=== Required task A ===
Show every line of the records that contains the word "sunglasses", matching case exactly.

Discounting Your Prices – Why Offering Discounts Can Sabotage Your Business

April 29, 2008 by Sue Painter Leave a Comment

 

If You Think Giving Discounts is a Great Idea, It's Not

While discounting your prices is a common practice for small business owners, it’s usually not a great idea. It might generate fast cash in the short term, but in the long term it eats at your profit margin. And because the new customers you’ve brought in with the discount were buying on price rather than value, they won’t buy from you again without another discount. Discounting your prices is a slippery slope. There are better ways to gain new customers while protect your pricing structure and profits.

discounting pricesHere’s an example. Back a few years ago, I was buying paper crafting supplies online from a place called Wilde-Ideas Paper Art Supplies. As far as I can tell, it’s now out of business. It had such a reputation for constantly discounting its prices that everyone I knew who did paper crafting would actually joke about “waiting for their next sale.” No one was willing to pay full price. In online forums the company was often the butt of jokes. “Only 25% off? Wait a week, it’ll be 50%.”

I kept a log of the Wilde-Ideas emails over time. Every single email included a discount in the subject line. Here are their email subject lines from December through February one year.

=== Required task B ===
Extract the passage of the post on discounting prices verbatim, from "I kept a log" up to and including "February one year.".

=== Data provided ===
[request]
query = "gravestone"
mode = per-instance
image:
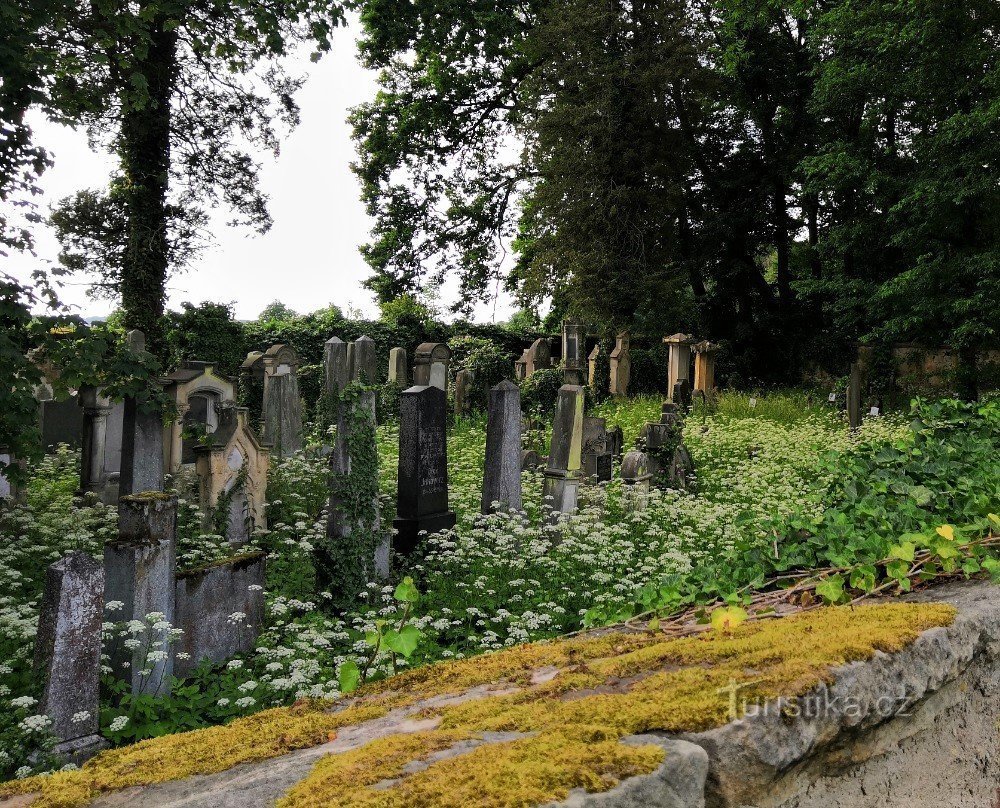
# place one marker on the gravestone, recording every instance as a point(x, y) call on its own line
point(502, 472)
point(232, 464)
point(139, 570)
point(573, 345)
point(679, 363)
point(704, 367)
point(563, 469)
point(636, 476)
point(463, 387)
point(854, 397)
point(423, 466)
point(68, 654)
point(399, 372)
point(430, 365)
point(206, 599)
point(621, 365)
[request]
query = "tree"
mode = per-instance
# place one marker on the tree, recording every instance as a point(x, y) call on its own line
point(180, 90)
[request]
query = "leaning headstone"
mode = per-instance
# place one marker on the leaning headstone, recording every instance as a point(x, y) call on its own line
point(854, 397)
point(463, 387)
point(423, 466)
point(220, 609)
point(573, 346)
point(563, 470)
point(139, 570)
point(679, 364)
point(399, 372)
point(430, 365)
point(636, 476)
point(502, 473)
point(621, 365)
point(142, 439)
point(68, 654)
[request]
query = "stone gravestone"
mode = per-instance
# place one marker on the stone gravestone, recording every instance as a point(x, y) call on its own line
point(596, 459)
point(463, 387)
point(636, 477)
point(399, 372)
point(68, 654)
point(573, 346)
point(139, 571)
point(423, 466)
point(679, 363)
point(502, 473)
point(282, 409)
point(563, 470)
point(621, 365)
point(430, 365)
point(142, 439)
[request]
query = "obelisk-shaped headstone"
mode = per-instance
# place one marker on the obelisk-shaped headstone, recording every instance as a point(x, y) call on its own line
point(563, 471)
point(423, 466)
point(68, 654)
point(502, 473)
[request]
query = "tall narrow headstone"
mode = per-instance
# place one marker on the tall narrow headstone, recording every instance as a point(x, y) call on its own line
point(423, 466)
point(68, 654)
point(502, 472)
point(854, 396)
point(573, 346)
point(399, 371)
point(679, 366)
point(142, 438)
point(463, 387)
point(139, 573)
point(563, 470)
point(621, 365)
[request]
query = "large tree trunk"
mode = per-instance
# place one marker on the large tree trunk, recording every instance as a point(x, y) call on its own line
point(145, 161)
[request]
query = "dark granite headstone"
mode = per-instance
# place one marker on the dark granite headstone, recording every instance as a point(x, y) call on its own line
point(423, 466)
point(502, 472)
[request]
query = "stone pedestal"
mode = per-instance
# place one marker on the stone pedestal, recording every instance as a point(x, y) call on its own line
point(423, 466)
point(68, 654)
point(139, 570)
point(564, 467)
point(502, 472)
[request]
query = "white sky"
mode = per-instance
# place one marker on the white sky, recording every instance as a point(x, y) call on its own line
point(308, 259)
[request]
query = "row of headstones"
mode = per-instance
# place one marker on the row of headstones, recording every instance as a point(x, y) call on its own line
point(139, 573)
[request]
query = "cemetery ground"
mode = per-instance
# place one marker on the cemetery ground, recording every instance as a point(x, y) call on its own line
point(783, 487)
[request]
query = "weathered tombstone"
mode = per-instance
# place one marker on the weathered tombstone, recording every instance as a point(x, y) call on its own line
point(573, 346)
point(537, 357)
point(463, 387)
point(142, 439)
point(93, 456)
point(139, 570)
point(232, 465)
point(364, 367)
point(636, 476)
point(197, 393)
point(399, 372)
point(621, 365)
point(679, 365)
point(704, 367)
point(208, 601)
point(596, 460)
point(854, 396)
point(430, 365)
point(502, 473)
point(563, 470)
point(282, 409)
point(423, 466)
point(68, 654)
point(531, 460)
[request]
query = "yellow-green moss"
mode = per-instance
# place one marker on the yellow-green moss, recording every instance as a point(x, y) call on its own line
point(606, 688)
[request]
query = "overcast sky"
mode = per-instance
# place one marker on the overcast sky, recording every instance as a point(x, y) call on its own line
point(309, 258)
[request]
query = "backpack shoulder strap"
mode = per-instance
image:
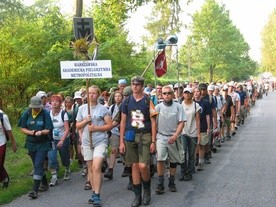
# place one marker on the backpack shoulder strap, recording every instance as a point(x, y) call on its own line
point(112, 109)
point(62, 114)
point(1, 118)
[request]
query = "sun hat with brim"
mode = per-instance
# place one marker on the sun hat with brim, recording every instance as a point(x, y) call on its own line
point(202, 86)
point(77, 94)
point(36, 102)
point(211, 87)
point(41, 94)
point(190, 90)
point(137, 80)
point(225, 87)
point(56, 97)
point(122, 81)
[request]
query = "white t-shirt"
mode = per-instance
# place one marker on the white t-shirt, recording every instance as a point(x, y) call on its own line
point(190, 128)
point(98, 113)
point(58, 123)
point(114, 130)
point(7, 126)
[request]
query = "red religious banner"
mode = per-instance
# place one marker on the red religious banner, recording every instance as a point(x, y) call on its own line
point(160, 64)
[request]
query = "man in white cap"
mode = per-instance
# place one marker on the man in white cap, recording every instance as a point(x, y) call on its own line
point(122, 83)
point(43, 96)
point(178, 92)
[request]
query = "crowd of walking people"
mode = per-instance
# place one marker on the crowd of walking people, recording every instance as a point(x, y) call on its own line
point(147, 129)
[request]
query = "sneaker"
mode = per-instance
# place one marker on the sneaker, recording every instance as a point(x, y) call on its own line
point(109, 175)
point(199, 168)
point(53, 182)
point(172, 187)
point(66, 175)
point(33, 194)
point(43, 188)
point(160, 189)
point(84, 172)
point(188, 177)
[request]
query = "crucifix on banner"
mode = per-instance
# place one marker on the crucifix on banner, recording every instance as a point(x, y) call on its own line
point(89, 67)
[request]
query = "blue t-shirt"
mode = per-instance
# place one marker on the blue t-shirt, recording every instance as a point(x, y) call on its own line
point(138, 114)
point(242, 96)
point(205, 110)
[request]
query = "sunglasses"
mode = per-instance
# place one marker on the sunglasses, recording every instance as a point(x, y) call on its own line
point(167, 93)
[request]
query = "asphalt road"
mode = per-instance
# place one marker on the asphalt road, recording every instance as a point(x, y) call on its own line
point(242, 174)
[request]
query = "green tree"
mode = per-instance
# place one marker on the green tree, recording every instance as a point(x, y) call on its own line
point(269, 45)
point(220, 49)
point(31, 46)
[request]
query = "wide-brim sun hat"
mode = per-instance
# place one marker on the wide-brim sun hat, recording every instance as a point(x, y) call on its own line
point(36, 102)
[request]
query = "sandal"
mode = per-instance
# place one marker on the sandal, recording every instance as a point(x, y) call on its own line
point(87, 185)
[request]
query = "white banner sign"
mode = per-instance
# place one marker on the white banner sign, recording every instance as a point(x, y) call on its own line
point(85, 69)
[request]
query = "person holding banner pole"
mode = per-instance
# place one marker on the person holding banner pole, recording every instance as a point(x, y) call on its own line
point(96, 123)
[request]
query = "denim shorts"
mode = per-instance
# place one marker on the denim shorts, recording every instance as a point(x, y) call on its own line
point(138, 151)
point(175, 151)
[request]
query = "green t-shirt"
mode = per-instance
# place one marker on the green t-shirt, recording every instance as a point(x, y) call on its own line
point(40, 122)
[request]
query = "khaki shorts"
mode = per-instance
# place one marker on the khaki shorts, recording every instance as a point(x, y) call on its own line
point(138, 151)
point(227, 122)
point(114, 141)
point(98, 151)
point(204, 138)
point(175, 151)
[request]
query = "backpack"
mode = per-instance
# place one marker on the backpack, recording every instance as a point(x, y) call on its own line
point(50, 135)
point(4, 129)
point(147, 101)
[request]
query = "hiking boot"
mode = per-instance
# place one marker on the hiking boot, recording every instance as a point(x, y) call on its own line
point(172, 187)
point(53, 182)
point(137, 201)
point(109, 175)
point(207, 161)
point(87, 185)
point(199, 168)
point(126, 172)
point(160, 189)
point(96, 201)
point(66, 175)
point(43, 188)
point(146, 197)
point(91, 200)
point(188, 177)
point(152, 170)
point(33, 194)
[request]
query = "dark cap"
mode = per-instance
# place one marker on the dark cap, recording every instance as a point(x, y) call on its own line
point(137, 79)
point(202, 86)
point(127, 91)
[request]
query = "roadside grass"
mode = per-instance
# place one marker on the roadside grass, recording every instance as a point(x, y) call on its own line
point(19, 167)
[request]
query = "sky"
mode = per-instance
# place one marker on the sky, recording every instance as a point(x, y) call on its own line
point(249, 16)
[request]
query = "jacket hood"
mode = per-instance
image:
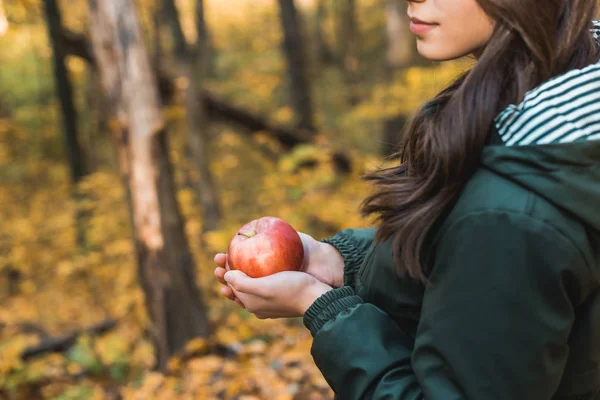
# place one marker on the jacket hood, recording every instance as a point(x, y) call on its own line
point(551, 142)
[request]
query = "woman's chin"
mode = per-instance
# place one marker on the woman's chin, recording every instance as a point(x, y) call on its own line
point(438, 53)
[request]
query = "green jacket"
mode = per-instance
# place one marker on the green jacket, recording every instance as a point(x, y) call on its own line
point(513, 311)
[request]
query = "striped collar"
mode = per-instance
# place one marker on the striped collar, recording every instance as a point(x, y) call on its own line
point(564, 109)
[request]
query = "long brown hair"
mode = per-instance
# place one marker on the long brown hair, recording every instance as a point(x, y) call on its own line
point(443, 142)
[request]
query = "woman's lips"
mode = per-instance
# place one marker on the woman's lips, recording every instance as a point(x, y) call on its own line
point(419, 27)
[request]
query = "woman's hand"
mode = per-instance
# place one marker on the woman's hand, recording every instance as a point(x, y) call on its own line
point(321, 260)
point(281, 295)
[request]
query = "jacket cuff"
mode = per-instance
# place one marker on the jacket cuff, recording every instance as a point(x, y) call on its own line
point(353, 257)
point(328, 306)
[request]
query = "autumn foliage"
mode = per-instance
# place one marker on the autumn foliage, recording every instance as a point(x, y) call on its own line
point(54, 284)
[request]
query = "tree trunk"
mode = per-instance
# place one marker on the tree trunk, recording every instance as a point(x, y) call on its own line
point(165, 265)
point(3, 20)
point(400, 53)
point(205, 49)
point(296, 57)
point(69, 114)
point(64, 91)
point(188, 62)
point(323, 50)
point(349, 48)
point(400, 41)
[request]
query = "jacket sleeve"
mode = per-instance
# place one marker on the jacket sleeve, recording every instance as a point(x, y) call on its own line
point(353, 245)
point(494, 324)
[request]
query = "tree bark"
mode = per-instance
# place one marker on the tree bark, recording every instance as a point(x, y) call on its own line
point(293, 46)
point(3, 20)
point(324, 53)
point(204, 46)
point(349, 48)
point(400, 53)
point(64, 91)
point(189, 64)
point(73, 149)
point(165, 266)
point(400, 42)
point(215, 107)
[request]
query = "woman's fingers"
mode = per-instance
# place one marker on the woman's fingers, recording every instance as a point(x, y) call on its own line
point(219, 273)
point(220, 259)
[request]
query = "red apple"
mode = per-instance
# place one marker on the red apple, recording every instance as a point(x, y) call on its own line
point(265, 246)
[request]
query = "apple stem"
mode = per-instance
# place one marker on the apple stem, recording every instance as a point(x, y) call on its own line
point(248, 235)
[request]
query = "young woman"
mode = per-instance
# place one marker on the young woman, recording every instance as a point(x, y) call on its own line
point(482, 278)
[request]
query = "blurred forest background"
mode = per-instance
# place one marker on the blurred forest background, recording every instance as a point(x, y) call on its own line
point(136, 137)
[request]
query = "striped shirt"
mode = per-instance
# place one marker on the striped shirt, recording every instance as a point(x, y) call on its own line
point(563, 109)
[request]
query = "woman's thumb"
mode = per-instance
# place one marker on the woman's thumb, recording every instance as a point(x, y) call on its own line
point(236, 279)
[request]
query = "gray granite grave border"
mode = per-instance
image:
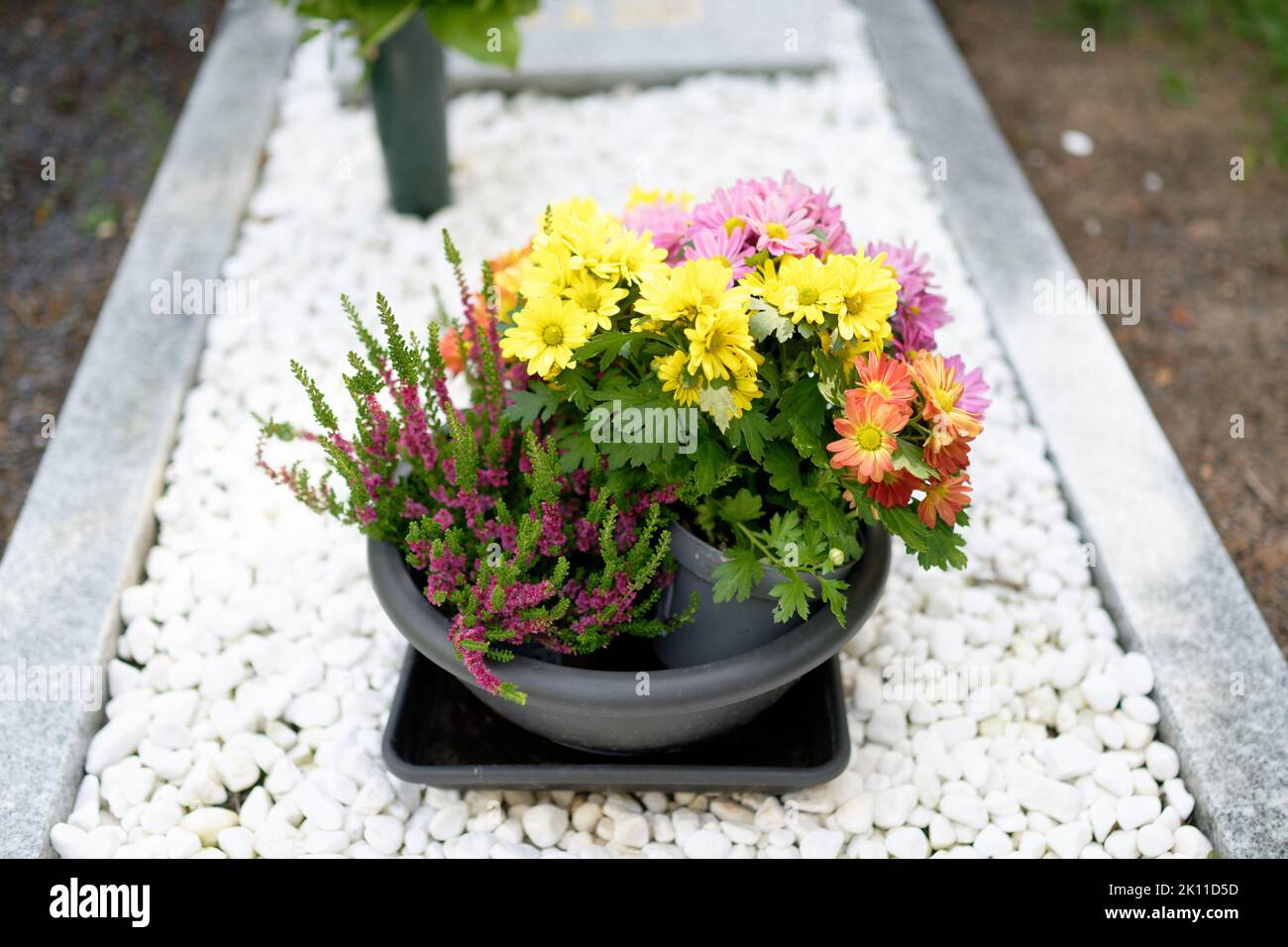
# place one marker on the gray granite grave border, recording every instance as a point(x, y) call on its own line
point(86, 521)
point(88, 518)
point(1222, 682)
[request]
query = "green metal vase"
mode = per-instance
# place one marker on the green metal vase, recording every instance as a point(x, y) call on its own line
point(408, 86)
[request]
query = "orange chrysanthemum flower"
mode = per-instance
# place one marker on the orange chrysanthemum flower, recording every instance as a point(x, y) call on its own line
point(939, 385)
point(867, 441)
point(944, 500)
point(945, 458)
point(888, 377)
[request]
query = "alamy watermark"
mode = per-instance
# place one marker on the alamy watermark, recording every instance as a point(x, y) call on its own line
point(80, 684)
point(645, 425)
point(935, 684)
point(1068, 295)
point(191, 296)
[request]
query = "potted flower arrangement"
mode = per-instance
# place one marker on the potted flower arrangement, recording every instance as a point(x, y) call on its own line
point(754, 321)
point(403, 42)
point(695, 428)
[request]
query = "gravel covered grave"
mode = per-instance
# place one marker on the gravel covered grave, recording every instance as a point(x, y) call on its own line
point(257, 669)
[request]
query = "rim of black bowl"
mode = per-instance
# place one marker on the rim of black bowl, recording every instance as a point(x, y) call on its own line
point(613, 693)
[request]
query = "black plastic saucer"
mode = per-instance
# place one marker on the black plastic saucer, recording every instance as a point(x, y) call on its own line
point(441, 735)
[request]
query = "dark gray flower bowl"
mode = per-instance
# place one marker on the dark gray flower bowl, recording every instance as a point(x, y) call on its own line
point(649, 707)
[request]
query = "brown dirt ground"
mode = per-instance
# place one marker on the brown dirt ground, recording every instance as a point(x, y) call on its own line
point(98, 88)
point(1211, 253)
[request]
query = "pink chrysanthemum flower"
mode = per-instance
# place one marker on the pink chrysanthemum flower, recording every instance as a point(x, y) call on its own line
point(827, 215)
point(973, 386)
point(919, 311)
point(666, 221)
point(726, 210)
point(780, 227)
point(729, 248)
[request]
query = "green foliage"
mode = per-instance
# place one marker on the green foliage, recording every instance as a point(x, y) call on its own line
point(481, 29)
point(488, 519)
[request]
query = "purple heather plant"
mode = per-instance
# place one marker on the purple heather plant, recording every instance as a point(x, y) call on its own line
point(511, 549)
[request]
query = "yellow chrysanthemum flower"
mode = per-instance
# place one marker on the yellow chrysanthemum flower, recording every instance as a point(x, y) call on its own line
point(545, 334)
point(674, 372)
point(686, 291)
point(546, 270)
point(595, 299)
point(720, 343)
point(567, 214)
point(868, 296)
point(807, 290)
point(639, 196)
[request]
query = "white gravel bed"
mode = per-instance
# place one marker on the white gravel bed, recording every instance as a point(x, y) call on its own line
point(257, 669)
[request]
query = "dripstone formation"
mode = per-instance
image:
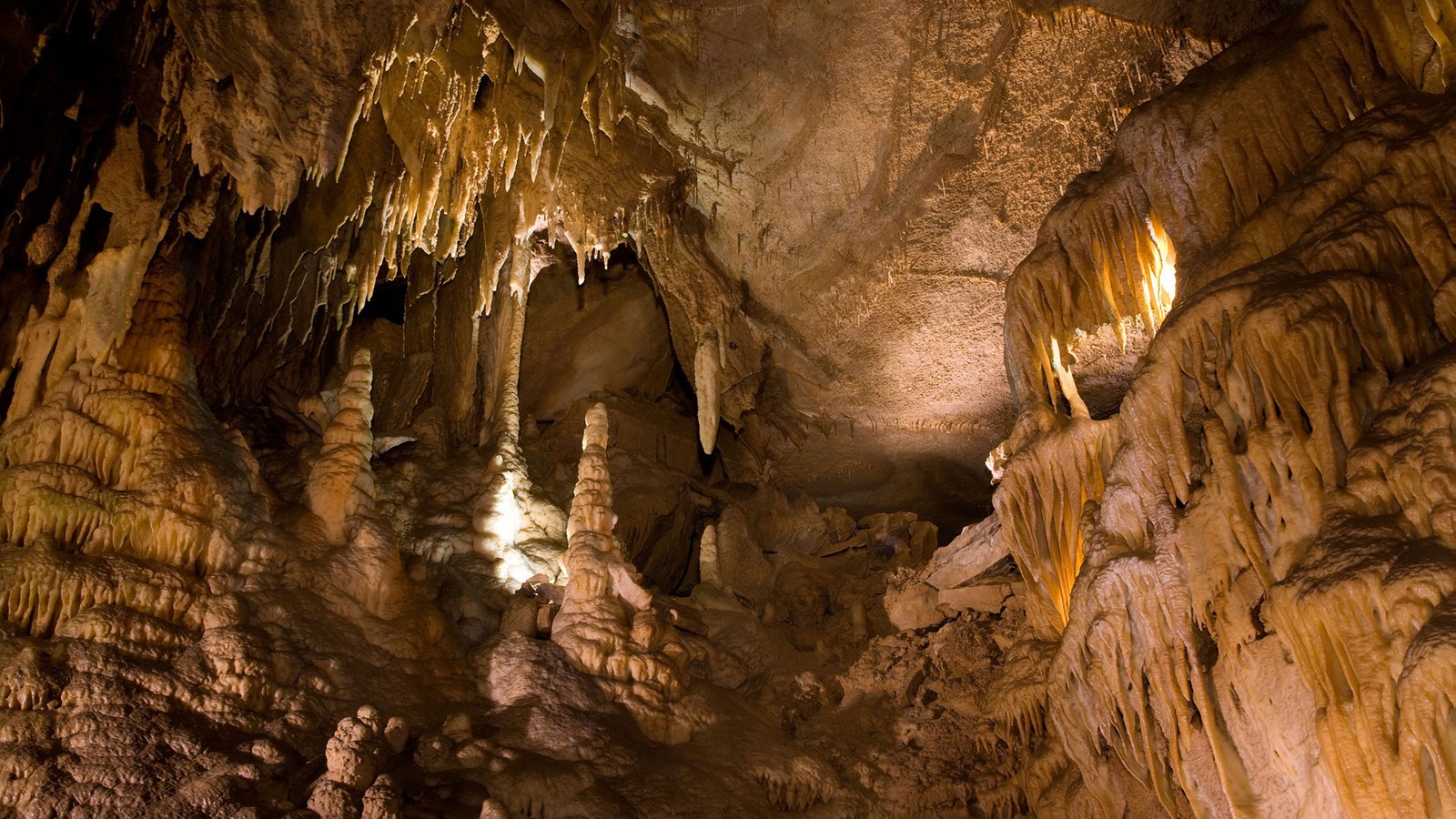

=== Worked answer A ===
query = "sunglasses"
# place one marker on the sunglasses, recording every instance as a point(x, y) call on its own line

=== Worked answer B ===
I kept a log of the Wilde-Ideas emails over time. Every single email included a discount in the subject line. Here are their email subject lines from December through February one year.